Assigned task:
Report each line from the data below that holds the word "coordinates".

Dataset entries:

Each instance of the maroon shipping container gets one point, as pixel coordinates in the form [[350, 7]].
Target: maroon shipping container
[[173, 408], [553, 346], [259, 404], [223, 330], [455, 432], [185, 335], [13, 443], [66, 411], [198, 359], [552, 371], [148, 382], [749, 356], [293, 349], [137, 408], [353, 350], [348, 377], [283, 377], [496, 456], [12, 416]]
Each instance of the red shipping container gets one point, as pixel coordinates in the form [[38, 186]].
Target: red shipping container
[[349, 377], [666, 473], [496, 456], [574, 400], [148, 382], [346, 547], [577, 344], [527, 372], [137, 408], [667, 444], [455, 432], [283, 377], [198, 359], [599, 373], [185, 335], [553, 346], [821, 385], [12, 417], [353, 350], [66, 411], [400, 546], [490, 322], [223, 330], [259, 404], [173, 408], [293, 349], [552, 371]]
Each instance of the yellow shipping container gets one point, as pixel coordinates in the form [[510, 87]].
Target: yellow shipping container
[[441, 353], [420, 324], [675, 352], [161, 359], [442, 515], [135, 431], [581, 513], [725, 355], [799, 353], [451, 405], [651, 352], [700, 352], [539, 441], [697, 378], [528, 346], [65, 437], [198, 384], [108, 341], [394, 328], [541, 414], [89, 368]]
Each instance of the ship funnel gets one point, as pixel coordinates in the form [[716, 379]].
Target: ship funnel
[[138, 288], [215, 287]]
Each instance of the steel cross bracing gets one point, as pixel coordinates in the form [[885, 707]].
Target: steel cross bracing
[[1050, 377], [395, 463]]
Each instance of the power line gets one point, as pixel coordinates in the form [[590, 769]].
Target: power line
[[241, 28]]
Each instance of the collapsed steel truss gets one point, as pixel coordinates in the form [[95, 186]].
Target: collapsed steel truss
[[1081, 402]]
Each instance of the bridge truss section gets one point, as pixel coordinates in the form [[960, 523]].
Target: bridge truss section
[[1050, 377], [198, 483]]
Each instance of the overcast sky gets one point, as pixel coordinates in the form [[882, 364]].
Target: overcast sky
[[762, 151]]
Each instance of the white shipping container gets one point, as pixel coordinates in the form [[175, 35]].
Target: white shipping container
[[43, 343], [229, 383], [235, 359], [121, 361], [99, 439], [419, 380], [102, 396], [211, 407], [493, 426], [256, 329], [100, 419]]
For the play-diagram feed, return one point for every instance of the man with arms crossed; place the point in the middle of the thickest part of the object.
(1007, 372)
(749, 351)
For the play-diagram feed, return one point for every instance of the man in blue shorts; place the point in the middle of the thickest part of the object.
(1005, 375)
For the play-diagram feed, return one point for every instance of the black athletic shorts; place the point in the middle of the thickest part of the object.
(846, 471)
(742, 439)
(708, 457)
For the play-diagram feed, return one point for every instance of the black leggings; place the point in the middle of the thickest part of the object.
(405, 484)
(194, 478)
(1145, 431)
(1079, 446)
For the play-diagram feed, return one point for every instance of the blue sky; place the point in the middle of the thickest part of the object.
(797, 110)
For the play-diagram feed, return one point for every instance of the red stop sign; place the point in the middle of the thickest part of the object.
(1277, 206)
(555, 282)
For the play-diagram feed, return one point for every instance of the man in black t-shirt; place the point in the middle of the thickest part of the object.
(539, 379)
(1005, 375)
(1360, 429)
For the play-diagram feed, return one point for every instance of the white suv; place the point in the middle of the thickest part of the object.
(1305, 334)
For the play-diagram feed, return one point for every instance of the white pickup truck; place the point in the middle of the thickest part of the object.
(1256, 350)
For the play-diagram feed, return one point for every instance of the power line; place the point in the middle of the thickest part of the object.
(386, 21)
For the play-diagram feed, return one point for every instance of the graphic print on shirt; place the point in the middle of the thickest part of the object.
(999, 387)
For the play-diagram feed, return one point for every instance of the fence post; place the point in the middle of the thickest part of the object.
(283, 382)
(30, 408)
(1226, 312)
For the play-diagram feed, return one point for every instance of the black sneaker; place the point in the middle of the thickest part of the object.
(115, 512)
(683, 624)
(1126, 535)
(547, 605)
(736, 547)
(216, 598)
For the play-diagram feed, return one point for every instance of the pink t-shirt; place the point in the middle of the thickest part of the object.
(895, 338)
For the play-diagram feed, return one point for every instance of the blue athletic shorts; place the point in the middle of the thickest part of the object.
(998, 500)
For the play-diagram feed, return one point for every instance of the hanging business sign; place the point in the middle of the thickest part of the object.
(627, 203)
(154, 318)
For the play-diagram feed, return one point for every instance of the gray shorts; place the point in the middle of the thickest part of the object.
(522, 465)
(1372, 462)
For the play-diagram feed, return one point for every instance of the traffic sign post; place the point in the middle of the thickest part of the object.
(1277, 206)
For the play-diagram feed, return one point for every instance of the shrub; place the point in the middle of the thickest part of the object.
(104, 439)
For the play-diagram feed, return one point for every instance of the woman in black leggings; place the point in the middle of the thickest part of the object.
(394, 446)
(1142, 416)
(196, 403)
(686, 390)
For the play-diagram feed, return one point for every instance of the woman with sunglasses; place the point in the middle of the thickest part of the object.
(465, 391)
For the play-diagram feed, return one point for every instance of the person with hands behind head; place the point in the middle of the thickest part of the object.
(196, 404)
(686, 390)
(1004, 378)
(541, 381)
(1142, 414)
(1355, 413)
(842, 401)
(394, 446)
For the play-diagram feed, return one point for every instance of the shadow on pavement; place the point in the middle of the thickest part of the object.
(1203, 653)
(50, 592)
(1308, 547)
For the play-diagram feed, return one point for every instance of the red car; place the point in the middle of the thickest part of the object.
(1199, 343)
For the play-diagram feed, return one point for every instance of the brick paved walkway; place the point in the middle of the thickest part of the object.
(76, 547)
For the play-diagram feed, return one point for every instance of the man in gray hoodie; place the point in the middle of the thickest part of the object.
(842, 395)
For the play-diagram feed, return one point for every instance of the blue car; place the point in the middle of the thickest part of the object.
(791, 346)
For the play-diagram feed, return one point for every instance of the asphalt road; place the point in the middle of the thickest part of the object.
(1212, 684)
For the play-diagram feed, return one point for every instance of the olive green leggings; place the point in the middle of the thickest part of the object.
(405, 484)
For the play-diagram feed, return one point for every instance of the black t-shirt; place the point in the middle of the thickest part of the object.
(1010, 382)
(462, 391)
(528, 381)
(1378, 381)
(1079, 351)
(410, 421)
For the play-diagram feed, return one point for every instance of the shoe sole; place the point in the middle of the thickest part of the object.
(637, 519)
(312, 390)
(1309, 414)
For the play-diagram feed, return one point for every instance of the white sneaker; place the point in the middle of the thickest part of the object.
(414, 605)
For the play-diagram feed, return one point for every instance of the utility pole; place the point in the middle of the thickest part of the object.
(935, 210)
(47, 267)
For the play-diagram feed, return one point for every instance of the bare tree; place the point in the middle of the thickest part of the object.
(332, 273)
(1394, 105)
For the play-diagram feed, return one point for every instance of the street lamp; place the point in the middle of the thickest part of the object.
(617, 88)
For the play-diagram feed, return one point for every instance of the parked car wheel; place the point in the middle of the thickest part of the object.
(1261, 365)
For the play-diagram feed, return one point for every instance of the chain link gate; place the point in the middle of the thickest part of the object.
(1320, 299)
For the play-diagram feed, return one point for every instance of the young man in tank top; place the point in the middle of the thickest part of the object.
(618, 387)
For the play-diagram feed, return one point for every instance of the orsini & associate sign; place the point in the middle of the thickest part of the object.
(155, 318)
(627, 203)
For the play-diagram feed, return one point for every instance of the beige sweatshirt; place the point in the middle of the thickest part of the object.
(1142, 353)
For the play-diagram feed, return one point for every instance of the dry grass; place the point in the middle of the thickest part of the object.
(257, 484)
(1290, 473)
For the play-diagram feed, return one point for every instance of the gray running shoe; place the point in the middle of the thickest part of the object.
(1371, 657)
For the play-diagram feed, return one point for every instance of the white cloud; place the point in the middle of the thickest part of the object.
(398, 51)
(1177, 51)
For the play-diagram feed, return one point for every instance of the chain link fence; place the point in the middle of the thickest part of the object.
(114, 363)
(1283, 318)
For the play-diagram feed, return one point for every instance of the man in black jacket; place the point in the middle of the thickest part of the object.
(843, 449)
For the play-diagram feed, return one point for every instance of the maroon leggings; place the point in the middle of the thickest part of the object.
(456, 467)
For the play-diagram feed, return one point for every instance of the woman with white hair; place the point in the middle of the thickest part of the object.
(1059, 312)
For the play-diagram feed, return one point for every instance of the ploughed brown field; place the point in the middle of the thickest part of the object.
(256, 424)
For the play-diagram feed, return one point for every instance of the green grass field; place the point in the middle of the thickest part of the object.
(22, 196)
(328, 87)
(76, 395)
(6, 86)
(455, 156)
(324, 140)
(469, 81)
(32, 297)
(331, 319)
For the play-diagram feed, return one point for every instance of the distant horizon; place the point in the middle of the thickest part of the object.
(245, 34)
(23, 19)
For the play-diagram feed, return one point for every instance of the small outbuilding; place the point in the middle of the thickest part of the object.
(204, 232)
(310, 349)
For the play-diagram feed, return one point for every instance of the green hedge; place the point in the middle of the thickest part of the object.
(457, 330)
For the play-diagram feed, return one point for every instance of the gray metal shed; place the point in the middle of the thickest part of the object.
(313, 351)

Reply to the task:
Each instance of the maroon shipping container gets one point, as pixel coordinates in the form [[350, 7]].
Each instance of the red shipping container gets one point, as pixel coordinates in the form [[38, 186]].
Each instance of the yellow shipping container gets one point, as pixel coordinates in the form [[510, 87]].
Each instance of the ship funnel gets one point, as pixel coordinates in the form [[716, 379]].
Each instance of the steel cross bracing gets one point, as pixel coordinates in the form [[885, 707]].
Each instance of the power line gets one point, as pixel coordinates in the form [[590, 769]].
Each instance of the collapsed steel truss gets one point, as pixel coordinates in the form [[95, 186]].
Each instance of the bridge truss section gets one point, as pixel coordinates in the form [[960, 523]].
Each instance of the overcast sky gets one point, as pixel coordinates in the form [[882, 364]].
Each instance of the white shipping container gets one point, as pixel coordinates in the form [[175, 35]].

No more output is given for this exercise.